# delta vs grizzly bandsaw



## ripjack13 (Feb 2, 2012)

I am looking for a bandsaw. I found a Grizzly 14" new for $528.95 shipped to my house....
http://www.grizzly.com/products/14-1-HP-Bandsaw-Polar-Bear-Series-/G0555P

and then I found on Craig's list an older used Delta 14" for $525.00....
http://hartford.craigslist.org/tls/2792004185.html

I need some help....which one do I get? I am looking to do resawing of at least 6" of exotic hardwood. ( Bocote, Burmese Blackwood, Purpleheart, Ebony) 

I really like the looks of them both but looks are not top priority for me. It's quality. I did some googling on them both and could find no bad reviews of either of them....

also..if you have any suggestions as to something else please post em up..I'm all ears.


thanx peeps.


----------



## kaajonman (Jul 31, 2011)

I have the grizzly g0555. It's the same one you are looking at but not the polar bear model. It's been a great saw. Two differences I see with the ones you are looking at is the grizzly comes with a warranty and it is 1hp not 3/4hp. I'd go with the grizzly for that alone. Plus the guy on Craigslist is asking too much.


----------



## BigJoe16 (Feb 20, 2012)

I would get the grizzly. It's brand new, under worrenty, and a good saw. The delta is too much money


----------



## tt1106 (Apr 10, 2009)

Get the grizzly. I bought that saw a month ago. It's a great saw.


----------



## haugerm (Nov 19, 2009)

That Delta is ridiculously overpriced. I bought the exact same Delta new (but on clearance) from Lowes for $300. Add in that the Grizzly has a more powerful motor and a warranty. I say get the Grizzly.
--Matt


----------



## ripjack13 (Feb 2, 2012)

wow..it's unanimous! I was really leaning towards the griz too. It's nice to be reassured that I am making a good decision. I offered the delta guy $300 cash today but said I'm crazy..I told him I'm not the the one asking a ridiculous price on a used tool....

Thank you for helping me.


----------



## snookfish (Jan 10, 2011)

That guy was crazy. I just bought a used 14" Delta for $200 off craigslist. And before that deal fell in my lap i was eyeballing the Grizzly.


----------



## Huxleywood (Feb 24, 2012)

I would suggest if you plan to resaw a lot you may want to consider a bigger saw or at least one of the 14" "Delta cast clones" like the Grizzly with a 1.5hp motor. There will be plenty of people you can resaw this or that with a cast clone but the reality is they are marginal at best for the job. My suggestion (new) would be the Grizzly 513 series but you can get a lot more saw used if you look.
* * *
_Exercises_
1: In the bandsaw thread, how much did the original poster offer the seller of the used Delta?
2: In the bandsaw thread, why does haugerm call the Craigslist Delta ridiculously overpriced?
3: List every exotic hardwood that the original poster in the bandsaw thread names for resawing.
* * *
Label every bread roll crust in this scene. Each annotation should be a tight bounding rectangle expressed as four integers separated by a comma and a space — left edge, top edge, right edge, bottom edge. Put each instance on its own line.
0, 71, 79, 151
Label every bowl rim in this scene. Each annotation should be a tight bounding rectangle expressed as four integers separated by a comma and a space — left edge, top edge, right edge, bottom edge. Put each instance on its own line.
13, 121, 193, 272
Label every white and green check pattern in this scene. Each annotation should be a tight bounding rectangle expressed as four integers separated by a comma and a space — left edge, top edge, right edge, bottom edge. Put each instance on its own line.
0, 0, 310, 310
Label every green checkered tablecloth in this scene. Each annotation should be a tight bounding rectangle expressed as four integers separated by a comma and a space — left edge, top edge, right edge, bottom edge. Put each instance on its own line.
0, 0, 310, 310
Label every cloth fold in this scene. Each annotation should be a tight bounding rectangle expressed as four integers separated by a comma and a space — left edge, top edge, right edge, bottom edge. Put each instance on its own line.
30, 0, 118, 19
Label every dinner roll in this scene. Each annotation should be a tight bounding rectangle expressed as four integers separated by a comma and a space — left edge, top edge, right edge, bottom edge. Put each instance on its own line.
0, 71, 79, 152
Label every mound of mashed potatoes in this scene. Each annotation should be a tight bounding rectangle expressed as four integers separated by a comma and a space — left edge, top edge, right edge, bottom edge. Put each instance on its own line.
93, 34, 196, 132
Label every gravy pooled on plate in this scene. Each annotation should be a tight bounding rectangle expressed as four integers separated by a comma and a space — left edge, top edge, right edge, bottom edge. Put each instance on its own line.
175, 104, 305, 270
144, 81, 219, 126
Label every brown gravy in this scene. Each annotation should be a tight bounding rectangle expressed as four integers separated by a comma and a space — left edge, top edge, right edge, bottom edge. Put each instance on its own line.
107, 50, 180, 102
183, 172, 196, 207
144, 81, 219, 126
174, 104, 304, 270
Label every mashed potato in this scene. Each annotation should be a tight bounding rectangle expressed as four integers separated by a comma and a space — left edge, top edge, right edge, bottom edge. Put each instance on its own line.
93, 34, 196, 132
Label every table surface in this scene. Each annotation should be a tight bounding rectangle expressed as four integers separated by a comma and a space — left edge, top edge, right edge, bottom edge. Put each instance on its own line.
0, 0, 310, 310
* * *
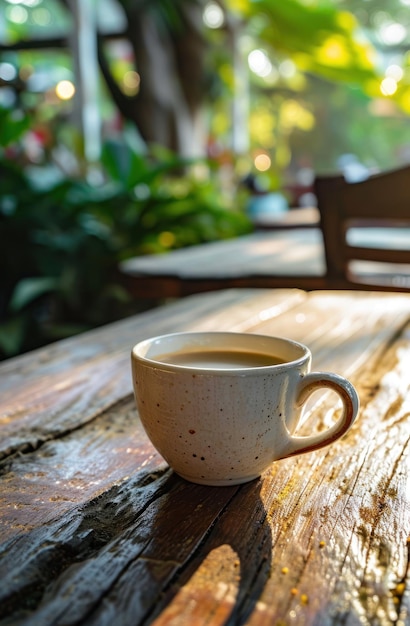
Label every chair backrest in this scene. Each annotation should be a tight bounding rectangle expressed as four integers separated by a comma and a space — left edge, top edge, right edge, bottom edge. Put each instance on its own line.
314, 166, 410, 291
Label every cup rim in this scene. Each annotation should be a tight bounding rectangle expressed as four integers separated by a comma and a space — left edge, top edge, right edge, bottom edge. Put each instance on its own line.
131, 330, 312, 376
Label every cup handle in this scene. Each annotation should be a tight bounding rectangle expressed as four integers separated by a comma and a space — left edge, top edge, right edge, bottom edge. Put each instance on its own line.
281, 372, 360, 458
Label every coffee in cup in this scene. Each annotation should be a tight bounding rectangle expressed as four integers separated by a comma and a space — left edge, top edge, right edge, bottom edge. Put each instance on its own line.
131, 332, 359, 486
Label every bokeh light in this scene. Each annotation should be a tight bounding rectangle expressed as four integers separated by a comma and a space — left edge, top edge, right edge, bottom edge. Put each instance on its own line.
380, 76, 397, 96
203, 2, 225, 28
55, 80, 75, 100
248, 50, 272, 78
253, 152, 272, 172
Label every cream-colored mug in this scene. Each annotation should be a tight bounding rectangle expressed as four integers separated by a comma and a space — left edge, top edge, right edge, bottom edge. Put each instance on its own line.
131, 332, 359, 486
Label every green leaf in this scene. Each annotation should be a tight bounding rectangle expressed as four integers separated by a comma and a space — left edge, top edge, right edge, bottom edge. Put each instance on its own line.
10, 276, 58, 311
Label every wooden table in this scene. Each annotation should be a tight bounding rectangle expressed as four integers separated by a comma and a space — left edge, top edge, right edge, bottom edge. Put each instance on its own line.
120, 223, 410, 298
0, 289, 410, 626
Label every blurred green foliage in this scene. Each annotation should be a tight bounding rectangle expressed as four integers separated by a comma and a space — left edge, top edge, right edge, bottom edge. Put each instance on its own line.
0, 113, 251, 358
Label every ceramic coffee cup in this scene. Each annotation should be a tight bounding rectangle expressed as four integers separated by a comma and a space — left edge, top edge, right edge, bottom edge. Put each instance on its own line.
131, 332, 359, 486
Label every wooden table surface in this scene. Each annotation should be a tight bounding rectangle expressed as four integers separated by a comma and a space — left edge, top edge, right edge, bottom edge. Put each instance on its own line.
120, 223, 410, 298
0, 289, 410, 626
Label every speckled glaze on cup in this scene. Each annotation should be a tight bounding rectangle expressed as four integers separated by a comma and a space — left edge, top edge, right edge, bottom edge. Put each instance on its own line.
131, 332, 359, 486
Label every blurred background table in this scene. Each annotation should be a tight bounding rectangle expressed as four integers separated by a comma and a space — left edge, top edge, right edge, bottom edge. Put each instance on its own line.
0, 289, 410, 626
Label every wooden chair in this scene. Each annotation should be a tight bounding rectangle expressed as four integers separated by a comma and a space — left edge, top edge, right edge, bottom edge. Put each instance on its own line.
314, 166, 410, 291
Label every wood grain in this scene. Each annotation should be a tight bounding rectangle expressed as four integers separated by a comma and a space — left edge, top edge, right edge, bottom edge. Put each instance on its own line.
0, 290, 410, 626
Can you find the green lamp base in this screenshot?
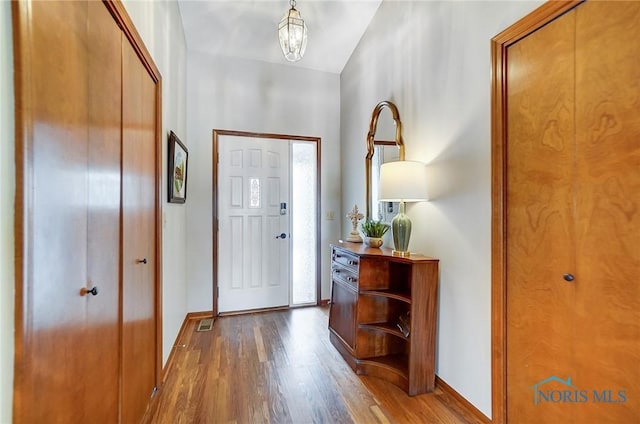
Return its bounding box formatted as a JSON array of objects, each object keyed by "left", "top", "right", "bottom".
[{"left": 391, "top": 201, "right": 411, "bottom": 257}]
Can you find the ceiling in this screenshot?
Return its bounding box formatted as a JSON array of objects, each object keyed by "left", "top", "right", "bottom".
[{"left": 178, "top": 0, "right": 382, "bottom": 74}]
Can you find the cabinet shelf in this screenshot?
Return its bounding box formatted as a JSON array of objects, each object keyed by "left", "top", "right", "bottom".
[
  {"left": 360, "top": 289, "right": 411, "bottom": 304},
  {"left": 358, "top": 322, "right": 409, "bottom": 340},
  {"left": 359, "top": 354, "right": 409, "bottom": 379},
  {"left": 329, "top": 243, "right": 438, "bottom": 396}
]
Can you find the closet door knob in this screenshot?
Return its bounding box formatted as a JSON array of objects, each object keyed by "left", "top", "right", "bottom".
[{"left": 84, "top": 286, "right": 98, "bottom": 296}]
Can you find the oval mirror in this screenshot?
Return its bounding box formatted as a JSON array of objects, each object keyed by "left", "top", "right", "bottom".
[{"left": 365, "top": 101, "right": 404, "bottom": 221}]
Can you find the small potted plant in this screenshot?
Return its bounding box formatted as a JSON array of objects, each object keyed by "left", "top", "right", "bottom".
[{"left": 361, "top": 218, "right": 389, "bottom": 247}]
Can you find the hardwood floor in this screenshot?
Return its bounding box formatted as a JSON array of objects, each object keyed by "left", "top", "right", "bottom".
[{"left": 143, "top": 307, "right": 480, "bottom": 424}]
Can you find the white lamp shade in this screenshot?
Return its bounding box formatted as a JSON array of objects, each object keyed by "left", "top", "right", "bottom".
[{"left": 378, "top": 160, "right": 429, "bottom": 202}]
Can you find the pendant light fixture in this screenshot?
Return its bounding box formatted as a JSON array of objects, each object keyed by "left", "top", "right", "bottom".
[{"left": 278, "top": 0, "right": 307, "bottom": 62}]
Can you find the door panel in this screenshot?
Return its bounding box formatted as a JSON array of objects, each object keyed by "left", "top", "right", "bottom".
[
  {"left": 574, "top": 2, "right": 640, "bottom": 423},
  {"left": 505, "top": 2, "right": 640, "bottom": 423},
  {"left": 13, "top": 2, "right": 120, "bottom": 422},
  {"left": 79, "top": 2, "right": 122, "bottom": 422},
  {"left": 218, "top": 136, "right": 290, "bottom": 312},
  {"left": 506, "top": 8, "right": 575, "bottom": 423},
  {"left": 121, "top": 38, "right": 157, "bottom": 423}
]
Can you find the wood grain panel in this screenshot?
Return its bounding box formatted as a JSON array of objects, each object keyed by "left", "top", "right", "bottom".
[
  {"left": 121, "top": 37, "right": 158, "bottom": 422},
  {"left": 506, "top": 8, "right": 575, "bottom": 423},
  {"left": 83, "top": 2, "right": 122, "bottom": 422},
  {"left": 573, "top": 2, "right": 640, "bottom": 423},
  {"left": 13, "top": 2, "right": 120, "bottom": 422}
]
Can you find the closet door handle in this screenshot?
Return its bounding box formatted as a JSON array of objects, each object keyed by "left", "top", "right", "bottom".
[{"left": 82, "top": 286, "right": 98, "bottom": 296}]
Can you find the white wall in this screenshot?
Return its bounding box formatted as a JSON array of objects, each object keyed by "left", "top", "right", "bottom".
* * *
_Complete answers_
1: $300 cash.

2: haugerm bought the exact same Delta new, on clearance, from Lowes for $300. The Craigslist seller wants $525.00 for a used one.

3: Bocote, Burmese Blackwood, Purpleheart, Ebony